(RECORDED INFORMATION)
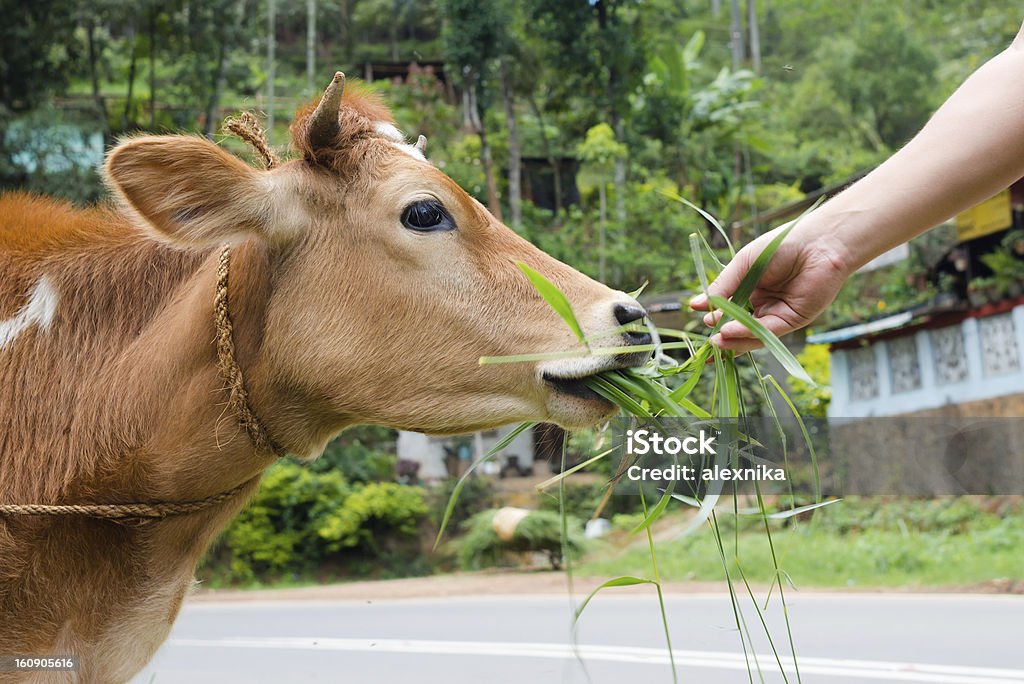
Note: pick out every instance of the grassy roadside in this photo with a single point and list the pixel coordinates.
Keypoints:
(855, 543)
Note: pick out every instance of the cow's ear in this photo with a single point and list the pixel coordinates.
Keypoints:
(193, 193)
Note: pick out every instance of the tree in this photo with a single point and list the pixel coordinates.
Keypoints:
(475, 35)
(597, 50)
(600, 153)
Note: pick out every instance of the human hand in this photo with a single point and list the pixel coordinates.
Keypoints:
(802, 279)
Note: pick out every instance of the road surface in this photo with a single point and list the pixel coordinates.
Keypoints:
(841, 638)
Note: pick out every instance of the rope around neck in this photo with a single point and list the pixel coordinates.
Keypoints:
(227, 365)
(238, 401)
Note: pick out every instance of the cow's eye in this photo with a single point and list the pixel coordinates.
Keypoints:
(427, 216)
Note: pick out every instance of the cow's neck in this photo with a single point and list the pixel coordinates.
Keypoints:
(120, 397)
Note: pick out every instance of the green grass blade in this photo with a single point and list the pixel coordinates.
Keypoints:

...

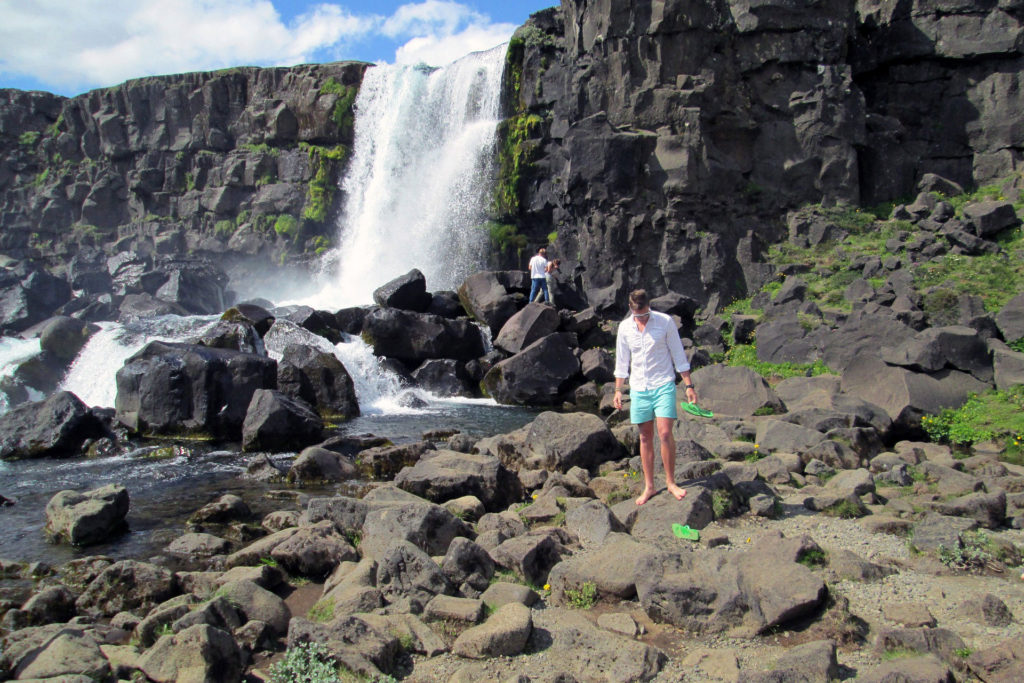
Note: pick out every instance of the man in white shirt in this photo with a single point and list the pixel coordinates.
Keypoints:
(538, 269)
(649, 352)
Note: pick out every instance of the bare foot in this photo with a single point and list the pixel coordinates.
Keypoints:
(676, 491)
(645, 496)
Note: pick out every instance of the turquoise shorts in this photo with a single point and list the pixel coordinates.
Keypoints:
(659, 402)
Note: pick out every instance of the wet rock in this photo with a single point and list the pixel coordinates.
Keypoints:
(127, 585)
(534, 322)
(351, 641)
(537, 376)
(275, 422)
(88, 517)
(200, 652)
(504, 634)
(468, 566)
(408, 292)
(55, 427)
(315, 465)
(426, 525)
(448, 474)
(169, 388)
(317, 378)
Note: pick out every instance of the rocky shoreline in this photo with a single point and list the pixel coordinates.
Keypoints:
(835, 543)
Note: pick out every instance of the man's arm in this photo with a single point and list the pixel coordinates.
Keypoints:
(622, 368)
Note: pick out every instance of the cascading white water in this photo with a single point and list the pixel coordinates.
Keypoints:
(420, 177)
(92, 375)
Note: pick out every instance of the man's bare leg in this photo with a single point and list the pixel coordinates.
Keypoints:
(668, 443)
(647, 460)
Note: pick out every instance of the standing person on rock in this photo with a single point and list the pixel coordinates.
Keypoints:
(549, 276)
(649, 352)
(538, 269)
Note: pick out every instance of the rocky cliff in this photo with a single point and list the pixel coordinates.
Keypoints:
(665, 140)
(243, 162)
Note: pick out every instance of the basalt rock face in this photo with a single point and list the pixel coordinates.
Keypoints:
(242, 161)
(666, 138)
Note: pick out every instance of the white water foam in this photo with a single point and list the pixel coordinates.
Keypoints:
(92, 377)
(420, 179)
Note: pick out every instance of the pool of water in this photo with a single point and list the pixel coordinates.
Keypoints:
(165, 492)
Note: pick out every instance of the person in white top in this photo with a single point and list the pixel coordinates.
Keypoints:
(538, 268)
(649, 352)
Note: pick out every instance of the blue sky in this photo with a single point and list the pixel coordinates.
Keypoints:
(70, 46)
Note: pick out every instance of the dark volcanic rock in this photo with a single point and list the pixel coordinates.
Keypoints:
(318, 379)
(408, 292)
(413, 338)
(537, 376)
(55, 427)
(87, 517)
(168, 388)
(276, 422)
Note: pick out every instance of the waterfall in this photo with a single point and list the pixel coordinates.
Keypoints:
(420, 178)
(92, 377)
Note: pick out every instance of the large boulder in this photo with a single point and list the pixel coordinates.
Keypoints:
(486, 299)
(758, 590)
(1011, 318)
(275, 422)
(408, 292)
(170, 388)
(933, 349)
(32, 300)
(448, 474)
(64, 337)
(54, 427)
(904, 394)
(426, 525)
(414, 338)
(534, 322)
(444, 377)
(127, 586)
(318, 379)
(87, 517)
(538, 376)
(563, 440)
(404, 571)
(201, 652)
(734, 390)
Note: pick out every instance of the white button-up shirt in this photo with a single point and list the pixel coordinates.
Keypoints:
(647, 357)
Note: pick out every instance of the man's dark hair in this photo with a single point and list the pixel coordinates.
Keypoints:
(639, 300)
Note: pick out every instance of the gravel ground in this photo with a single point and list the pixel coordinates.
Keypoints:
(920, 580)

(WHAT THE TASK REQUIRES) Using the word "shirt" as the filter, copy each matching line from the material.

(RESPONSE BOX)
Note: pick out every instance of the man in white shirt in this photo with a single point and list the pixel coordinates.
Note: pick out every instance of the white button-up shirt in this photo with a single point and list the pixel coordinates.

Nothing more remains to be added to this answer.